However, this type of aggregate input can be used by malicious users to fool the data collection systems. For example, a review site might leverage location tracking to measure a restaurant’s popularity by noting the average number of people present during the day. A canny restaurateur may then pay people to stand in the restaurant without buying anything. The restaurant’s measured popularity rises but has no relationship to its quality.
AR technologies that constantly collect data will drive the adoption of such collaborative sensing applications; thus, these security concerns will increase in importance. As another example, the Community Seismic Network aggregates accelerometer sensor data of many individuals to detect and predict earthquakes; an attacker could manipulate the sensors to “spoof” unusual seismic activity, for example, by encouraging many individuals monitored by the project to jump at once in the context of an unrelated game. (For example, Improv Everything13 asks users to play provided audio files as a designated time and follow the audio instructions.) Trusted sensors30—while important to prevent other attacks—do not help in these cases, as real-world conditions are manipulated.
Data access. In addition to showing different content to different users, communicating AR systems will allow users to share virtual content with each other. For example, one user may create a virtual document within their private AR system and later choose to share its display with the systems of other users. Some sharing may even be implicit; imagine an AR system that automatically uses the camera feeds of nearby users to provide a given user with a real-time 3D model of him or herself.
The implicit or explicit sharing of data across separate AR systems can enable valuable applications. However, appropriate access control models and interfaces are needed to allow users to manage this sharing. Today, users already have difficulty forming mental models of their privacy settings on services like Facebook because of the complexity of relationships between people and data items.18 The vast amount of data collected by AR systems and the integration of virtual objects with the real world will make this problem only more difficult.
Defensive Directions
Here, we outline several defensive directions for AR technologies. First, some of the security and privacy challenges associated with AR technologies are similar to those faced by smartphones today, such as the privacy of sensor data and cross-application sharing. In some cases, an appropriate defensive direction for AR is to adapt smartphone solutions. For example, permission manifests and the app store review process may be adopted in the short term.
In the long term, however, there are several reasons that approaches in the AR context must differ from smartphone solutions. First, an analysis of the resource needs of smartphone applications28 showed that most require only one-time or short-term access to most resources, making solutions that require in-context user interactions (such as user-driven access control28) feasible. By contrast, AR applications will require long-term or permanent access to sensor data at a scale beyond smartphone applications. Further, AR resource access will not be as clear to users and to bystanders as in the smartphone context—for example, an AR system’s camera will always be on, whereas a smartphone’s camera, even if turned on by malware, provides much less data while the phone is in the user’s pocket. Thus, we argue it is important to consider full-fledged future AR contexts when designing solutions in this space.

Dataset content
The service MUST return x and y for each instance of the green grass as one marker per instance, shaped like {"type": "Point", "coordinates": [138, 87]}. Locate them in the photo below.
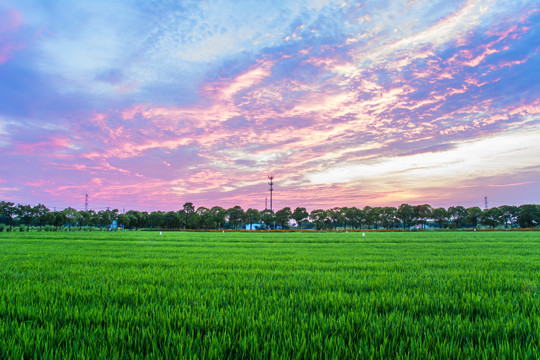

Problems to work on
[1] Translate this sentence from the augmented reality security text into Spanish: "The restaurant’s measured popularity rises but has no relationship to its quality."
[2] Write the next part of the augmented reality security text, starting after its final sentence.

Responses to the exercise
[1] La popularidad medida del restaurante aumenta, pero no guarda relación con su calidad.

[2]
Along these lines, new research into AR-specific solutions will be needed. For example, researchers have begun considering operating system support specific to AR.7 AR applications—and the underlying OS—naturally follow the pipeline shown in Figure 4, so research can be characterized accordingly, and different research models can assume different boundaries between the application and the OS. In the first stage, sensing, an application (or the OS) gathers raw sensory data such as audio, video, or radio waves; research here includes limiting which sensed information is collected (for example, polite cameras9,31) or limiting its use (for example, retention policies). Second, in the recognition stage, machine-learning algorithms extract objects with high-level semantics: as an example, the figure shows a Kinect skeleton, a face, the associated name, and voice command triggers. Related research includes changing objects to cause false negatives (for example, CVDazzle10) and policies governing application access to objects.15 Finally, the application (or the OS) renders on top of the user’s senses, such as vision and hearing. Research here includes uncovering invariants that must be respected to avoid harming the user and building a performant “trusted renderer” that respects these invariants.
Not all AR defensive directions will consist of technical solutions. Some challenges may call for social, policy, or legal approaches; for example, potential policies for bystander opt-outs and compliant cameras, as discussed earlier. Other issues will similarly benefit from non-technical approaches.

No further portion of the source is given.